Every entry should be repeated exactly as written.

BEGIN DATA EXTRACTS

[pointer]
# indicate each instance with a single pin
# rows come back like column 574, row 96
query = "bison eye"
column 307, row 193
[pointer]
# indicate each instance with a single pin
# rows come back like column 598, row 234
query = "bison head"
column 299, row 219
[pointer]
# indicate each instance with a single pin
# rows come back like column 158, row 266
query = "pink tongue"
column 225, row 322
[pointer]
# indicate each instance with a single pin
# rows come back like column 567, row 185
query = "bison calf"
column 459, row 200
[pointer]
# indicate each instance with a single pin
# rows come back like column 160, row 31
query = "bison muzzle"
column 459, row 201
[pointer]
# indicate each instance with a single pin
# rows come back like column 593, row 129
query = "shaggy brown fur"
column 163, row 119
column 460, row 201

END DATA EXTRACTS

▶ RESPONSE BELOW:
[pointer]
# indicate each instance with a single pin
# rows come back like column 574, row 96
query = "bison eye"
column 307, row 193
[pointer]
# indicate each instance with a single pin
# rows come back like column 598, row 234
query = "bison head"
column 299, row 219
[pointer]
# indicate each instance with a single pin
# rows come back like column 158, row 266
query = "pink tongue"
column 225, row 322
[pointer]
# indicate each instance with a single pin
# rows come back like column 567, row 185
query = "bison calf"
column 459, row 200
[pointer]
# indicate each instance with a single pin
# rows come back like column 160, row 31
query = "bison muzzle"
column 459, row 201
[pointer]
# indicate each instance with a single pin
# rows come back like column 593, row 129
query = "shaggy brown fur"
column 163, row 119
column 460, row 201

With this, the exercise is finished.